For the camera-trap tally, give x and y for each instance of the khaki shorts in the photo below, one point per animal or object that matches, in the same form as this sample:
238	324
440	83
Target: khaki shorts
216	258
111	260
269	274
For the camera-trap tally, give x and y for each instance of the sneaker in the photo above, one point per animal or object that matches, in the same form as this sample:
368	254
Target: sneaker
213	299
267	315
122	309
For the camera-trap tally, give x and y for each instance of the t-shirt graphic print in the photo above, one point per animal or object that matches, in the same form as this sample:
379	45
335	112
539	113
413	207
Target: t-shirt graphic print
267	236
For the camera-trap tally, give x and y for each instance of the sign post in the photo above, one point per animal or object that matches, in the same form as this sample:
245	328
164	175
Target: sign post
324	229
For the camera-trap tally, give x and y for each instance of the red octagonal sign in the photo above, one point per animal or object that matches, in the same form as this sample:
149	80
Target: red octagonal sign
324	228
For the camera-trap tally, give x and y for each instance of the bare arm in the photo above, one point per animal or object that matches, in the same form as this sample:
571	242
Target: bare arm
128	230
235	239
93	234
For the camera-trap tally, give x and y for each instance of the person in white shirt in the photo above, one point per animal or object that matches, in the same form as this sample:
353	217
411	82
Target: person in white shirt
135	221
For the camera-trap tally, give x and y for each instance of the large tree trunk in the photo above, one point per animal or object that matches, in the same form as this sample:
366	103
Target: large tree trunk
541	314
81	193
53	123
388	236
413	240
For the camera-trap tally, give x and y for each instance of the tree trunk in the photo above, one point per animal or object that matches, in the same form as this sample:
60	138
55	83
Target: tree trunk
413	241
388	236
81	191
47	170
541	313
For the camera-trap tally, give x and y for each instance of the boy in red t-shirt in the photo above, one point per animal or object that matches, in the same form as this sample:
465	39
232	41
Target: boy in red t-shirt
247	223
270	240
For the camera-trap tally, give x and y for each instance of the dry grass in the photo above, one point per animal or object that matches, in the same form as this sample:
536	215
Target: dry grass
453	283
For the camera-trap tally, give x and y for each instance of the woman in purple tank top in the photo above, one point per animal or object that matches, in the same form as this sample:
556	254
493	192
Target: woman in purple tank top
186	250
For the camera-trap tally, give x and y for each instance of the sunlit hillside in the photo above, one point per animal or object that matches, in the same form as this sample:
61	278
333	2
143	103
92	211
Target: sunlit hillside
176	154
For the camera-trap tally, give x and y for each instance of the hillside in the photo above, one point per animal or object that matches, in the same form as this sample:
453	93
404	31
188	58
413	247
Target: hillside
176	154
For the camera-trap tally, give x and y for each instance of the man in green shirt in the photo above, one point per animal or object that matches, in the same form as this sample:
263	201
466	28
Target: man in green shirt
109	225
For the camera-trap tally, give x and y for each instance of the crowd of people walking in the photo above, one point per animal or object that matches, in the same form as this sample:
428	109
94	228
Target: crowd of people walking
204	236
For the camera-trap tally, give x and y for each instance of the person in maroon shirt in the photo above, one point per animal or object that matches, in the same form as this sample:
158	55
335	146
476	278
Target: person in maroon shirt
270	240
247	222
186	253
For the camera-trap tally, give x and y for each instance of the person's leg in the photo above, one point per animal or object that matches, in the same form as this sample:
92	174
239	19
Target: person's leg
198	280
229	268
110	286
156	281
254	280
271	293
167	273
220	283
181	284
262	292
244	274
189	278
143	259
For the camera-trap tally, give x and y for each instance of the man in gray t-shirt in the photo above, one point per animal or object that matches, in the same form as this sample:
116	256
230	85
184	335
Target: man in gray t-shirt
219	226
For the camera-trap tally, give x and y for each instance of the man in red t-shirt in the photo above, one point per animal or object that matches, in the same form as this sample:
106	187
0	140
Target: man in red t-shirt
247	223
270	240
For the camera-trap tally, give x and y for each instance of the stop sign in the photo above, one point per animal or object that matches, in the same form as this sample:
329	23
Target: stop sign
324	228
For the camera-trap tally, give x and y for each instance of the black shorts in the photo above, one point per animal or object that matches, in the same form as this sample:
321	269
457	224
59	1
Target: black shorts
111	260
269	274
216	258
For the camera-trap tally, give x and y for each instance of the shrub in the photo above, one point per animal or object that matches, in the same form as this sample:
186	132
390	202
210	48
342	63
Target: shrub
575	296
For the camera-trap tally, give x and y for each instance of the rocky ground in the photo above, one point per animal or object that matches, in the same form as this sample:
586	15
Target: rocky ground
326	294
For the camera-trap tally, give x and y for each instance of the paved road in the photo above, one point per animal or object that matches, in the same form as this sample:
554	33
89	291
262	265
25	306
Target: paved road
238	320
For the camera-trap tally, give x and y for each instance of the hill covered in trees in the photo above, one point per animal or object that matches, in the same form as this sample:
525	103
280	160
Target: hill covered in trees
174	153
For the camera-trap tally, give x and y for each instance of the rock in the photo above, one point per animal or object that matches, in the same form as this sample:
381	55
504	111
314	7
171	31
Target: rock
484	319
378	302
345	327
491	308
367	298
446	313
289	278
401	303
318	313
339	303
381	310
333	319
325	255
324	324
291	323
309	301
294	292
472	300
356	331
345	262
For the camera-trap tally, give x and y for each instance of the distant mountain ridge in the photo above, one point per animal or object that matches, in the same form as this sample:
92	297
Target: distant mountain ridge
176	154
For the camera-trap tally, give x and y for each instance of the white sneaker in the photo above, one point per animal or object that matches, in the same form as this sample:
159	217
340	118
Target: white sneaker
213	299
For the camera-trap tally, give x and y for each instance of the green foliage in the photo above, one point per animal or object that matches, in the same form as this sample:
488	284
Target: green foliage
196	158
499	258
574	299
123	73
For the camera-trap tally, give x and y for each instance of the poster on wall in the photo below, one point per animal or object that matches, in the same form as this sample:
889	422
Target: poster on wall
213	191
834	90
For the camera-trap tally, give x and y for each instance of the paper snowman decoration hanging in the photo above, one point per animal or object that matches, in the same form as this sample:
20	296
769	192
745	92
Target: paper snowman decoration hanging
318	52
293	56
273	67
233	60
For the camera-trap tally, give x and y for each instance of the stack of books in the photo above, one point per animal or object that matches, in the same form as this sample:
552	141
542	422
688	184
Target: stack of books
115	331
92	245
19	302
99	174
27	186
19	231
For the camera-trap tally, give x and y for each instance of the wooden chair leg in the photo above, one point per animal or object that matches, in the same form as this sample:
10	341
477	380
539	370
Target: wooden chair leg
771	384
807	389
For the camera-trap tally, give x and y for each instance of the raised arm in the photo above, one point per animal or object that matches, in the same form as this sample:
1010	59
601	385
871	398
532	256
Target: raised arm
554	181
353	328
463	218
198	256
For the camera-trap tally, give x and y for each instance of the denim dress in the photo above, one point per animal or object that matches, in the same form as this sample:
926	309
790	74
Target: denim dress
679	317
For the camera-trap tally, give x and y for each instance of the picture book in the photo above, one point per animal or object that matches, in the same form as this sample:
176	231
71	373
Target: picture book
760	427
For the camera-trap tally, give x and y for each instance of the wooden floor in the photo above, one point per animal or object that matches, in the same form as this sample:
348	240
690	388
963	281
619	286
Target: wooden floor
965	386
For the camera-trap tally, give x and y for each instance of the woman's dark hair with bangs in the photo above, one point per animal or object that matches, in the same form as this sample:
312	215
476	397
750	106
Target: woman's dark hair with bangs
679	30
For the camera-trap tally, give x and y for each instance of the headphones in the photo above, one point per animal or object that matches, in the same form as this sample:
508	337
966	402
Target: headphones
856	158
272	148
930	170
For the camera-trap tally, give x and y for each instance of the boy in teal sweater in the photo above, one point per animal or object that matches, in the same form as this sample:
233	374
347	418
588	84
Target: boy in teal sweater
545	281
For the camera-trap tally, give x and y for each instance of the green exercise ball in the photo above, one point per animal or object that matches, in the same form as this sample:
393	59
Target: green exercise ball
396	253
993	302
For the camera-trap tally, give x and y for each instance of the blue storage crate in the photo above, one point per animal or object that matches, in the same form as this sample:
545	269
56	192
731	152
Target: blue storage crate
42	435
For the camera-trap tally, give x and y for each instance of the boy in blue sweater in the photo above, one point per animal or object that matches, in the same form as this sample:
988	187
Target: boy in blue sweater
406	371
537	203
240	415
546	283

*PROBLEM STATEMENT*.
Beginning at the line that holds "the green exercise", write out word for word each line through the end of the records.

*REPLY*.
For the camera-trap tally, give x and y for each instance of the green exercise ball in the photo above, one point per animal or object that matches, in the same form as this sample:
393	59
Target: green exercise ball
396	253
993	302
For the camera-trap tally, give x and y for each instance of the blue storage crate in the photo above, one point per animal or object that matches, in the same form as this sample:
545	269
56	192
731	152
Target: blue storage crate
42	435
For the camera-trap tally, give x and y for each instance of the boy in blue sweater in the photo above, one point per animal or object that matches, in the same form as this sample:
988	187
Target: boy in blue sweater
406	371
537	203
240	415
546	283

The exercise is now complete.